** Excerpt **
-- Start --

Photobook Review: Yoko by Masahisa Fukase

Yoko is a book about Yoko Miyoshi, the former wife of Masahisa Fukase. When they were married he photographed her endlessy; at home, on the street, with family, and finally after she divorced him, through the images of ravens he made in his sorrow.

Yoko is a book about the places in photography where obsession, coercion, performance, and self all combine.

Accompanied by texts from Yoko herself, the book reveals something of both the limitations and the opportunities that non-stop photography of the domestic and familiar can bring. It’s also a book about the pressure valve of photography, the strain of constantly being under the camera’s gaze, and the resentment that can bring.

“Day after day, all he thought about was photography,” she says in one extract from a 1973 edition of Camera Mainichi. “He was the only one in the world with passion, the only one living, the only one struggling with his thoughts…. In the ten years or so he lived with me, he only ever really looked at me through the camera lens and it seems to me that those pictures of me were obviously only of himself.”

Though it’s common in photography for people to problematise images that have been made about them, in the distant world of photojournalism in particular, it's less common for people intimately connected to a project to bring up their doubts about the authenticity of the images made. That’s what Yoko does here.

There are images of Yoko from Fukase’s well-known family series, there's Yoko on the street, old ladies and raggedy street scenes in the background, she lies naked on the bed, a crab protecting her modesty, and there’s Yoko photographed on the street from the apartment window above, part of Fukase’s best known project on his wife.

The pressure to perform for her husband’s photographic rituals is evident in the book. It’s a side element to the book, but a fascinating one that adds a huge amount to the images, fabulous as they may be. This pressure is evident in everyone who makes photographs of their family. Like washing the dishes or taking out the rubbish, photography can be a pitiless chore, and Yoko reveals something of the futility of forcing the photographic issue, something that is equally evident in every photo festival, gallery, or book shop you have ever attended.

-- End --

** Work to complete **
In the review, which publication printed the extract in which Yoko says "Day after day, all he thought about was photography"?

** Dataset records **

-- Start --

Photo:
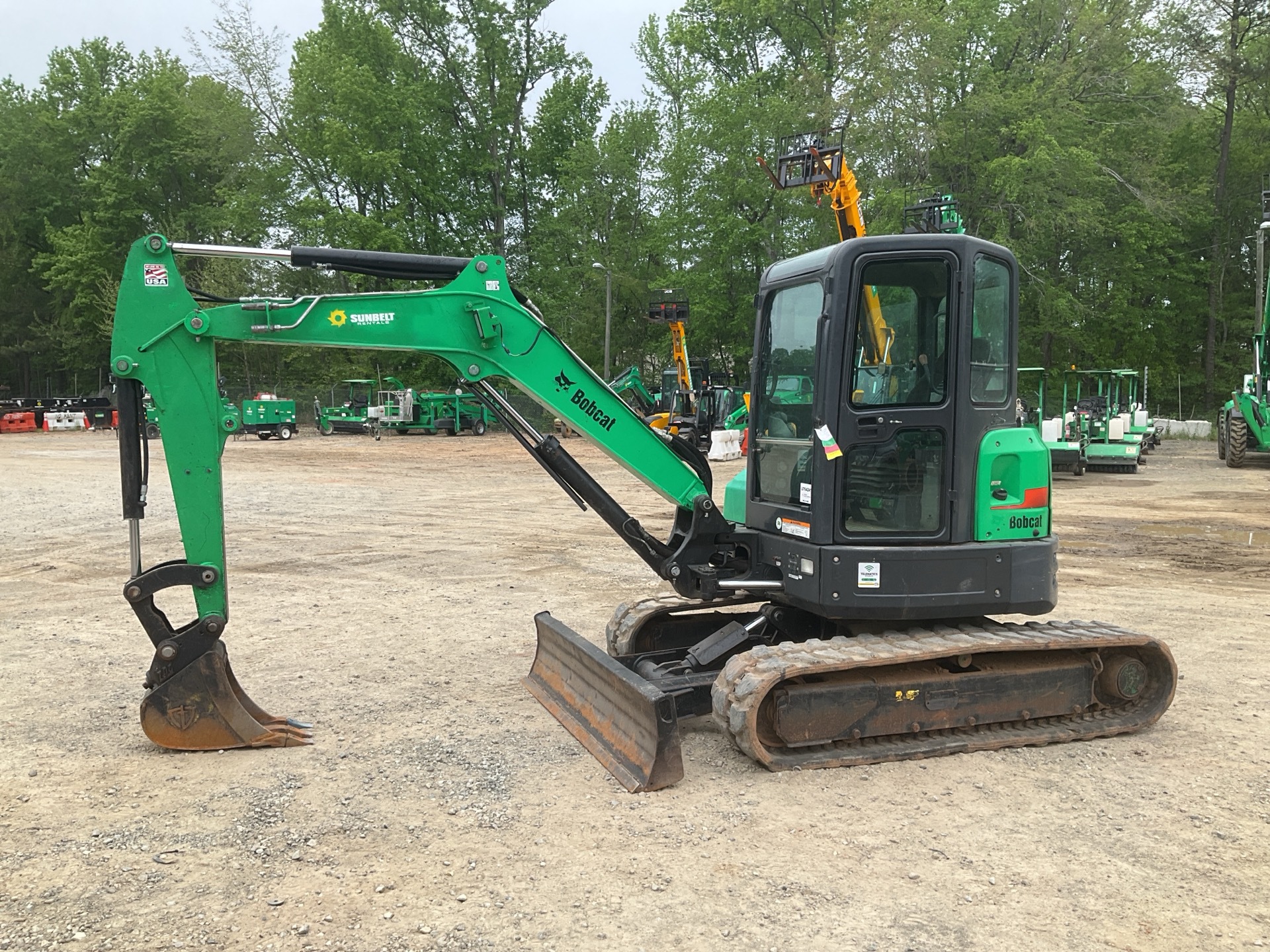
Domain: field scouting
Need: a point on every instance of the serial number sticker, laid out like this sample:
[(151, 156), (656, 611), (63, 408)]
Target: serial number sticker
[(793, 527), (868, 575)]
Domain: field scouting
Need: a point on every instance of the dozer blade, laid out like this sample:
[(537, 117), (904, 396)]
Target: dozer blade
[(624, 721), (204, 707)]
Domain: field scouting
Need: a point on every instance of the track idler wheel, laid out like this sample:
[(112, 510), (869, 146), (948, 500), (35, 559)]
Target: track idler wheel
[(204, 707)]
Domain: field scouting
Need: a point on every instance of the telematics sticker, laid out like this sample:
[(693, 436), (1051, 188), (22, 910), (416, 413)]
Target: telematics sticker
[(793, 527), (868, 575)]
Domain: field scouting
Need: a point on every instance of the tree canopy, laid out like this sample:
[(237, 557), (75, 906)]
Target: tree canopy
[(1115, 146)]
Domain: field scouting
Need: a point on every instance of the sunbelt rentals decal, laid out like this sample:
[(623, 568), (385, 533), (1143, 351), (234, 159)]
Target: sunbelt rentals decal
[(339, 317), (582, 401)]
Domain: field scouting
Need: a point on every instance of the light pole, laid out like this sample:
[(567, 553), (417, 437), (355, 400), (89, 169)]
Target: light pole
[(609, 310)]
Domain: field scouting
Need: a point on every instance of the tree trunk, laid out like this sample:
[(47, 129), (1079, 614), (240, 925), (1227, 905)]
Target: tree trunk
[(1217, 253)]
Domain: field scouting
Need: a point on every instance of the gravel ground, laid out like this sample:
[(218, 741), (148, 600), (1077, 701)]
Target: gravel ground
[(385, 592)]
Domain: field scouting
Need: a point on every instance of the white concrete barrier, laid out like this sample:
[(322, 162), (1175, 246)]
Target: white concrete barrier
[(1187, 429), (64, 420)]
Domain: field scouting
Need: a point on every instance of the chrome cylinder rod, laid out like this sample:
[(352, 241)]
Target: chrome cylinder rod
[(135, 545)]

-- End --
-- Start --

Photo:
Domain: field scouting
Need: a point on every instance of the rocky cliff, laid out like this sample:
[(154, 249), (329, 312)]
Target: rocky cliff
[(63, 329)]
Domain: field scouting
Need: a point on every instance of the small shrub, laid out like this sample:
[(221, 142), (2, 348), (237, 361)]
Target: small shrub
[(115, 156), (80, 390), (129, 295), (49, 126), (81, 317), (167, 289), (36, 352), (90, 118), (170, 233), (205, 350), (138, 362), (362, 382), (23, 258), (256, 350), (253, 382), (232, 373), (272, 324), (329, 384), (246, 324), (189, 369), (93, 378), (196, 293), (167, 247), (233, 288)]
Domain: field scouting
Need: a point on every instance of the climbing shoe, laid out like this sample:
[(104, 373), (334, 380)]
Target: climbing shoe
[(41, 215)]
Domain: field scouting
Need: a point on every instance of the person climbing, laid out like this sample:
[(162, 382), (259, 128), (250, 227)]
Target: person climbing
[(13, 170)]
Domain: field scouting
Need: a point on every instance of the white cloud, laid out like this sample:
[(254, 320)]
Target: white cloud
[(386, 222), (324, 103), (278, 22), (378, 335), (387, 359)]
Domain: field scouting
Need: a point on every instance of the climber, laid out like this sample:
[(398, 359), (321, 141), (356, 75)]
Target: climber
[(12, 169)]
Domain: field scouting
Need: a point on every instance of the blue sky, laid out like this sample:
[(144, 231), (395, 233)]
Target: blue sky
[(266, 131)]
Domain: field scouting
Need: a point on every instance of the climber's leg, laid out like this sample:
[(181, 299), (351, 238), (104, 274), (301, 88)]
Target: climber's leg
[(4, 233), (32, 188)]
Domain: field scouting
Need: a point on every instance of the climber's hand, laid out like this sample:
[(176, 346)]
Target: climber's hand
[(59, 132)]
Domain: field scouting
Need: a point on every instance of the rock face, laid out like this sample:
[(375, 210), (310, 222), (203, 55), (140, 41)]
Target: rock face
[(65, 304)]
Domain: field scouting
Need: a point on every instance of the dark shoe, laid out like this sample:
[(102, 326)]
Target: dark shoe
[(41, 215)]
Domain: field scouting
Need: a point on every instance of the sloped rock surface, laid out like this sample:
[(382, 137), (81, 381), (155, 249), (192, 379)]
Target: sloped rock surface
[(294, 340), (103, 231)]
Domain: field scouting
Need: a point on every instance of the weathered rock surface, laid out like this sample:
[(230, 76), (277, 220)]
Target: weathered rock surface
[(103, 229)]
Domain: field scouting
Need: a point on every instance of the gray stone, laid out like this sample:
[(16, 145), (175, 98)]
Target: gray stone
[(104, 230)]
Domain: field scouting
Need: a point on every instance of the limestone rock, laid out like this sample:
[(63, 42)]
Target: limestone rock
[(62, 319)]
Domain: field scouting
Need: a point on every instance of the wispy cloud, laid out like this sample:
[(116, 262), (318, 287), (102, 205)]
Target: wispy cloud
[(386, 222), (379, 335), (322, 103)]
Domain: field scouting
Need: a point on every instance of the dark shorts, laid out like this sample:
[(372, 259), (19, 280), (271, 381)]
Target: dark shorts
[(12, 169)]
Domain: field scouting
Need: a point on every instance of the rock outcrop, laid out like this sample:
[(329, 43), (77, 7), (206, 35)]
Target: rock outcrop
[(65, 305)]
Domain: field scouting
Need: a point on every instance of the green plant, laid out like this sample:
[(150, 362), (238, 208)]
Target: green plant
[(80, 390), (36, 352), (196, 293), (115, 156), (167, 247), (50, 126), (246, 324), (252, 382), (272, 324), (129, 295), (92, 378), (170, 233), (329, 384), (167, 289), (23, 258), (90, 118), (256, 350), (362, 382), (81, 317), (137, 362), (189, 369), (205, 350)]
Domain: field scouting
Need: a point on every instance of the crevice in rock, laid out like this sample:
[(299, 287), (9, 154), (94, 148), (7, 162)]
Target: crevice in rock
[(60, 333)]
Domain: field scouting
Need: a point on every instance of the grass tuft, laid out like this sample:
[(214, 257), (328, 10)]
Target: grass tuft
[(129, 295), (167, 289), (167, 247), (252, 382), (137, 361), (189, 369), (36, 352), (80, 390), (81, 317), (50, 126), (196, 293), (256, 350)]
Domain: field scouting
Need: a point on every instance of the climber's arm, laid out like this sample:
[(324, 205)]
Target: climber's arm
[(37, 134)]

-- End --

** Output of the exercise **
A 1973 edition of Camera Mainichi.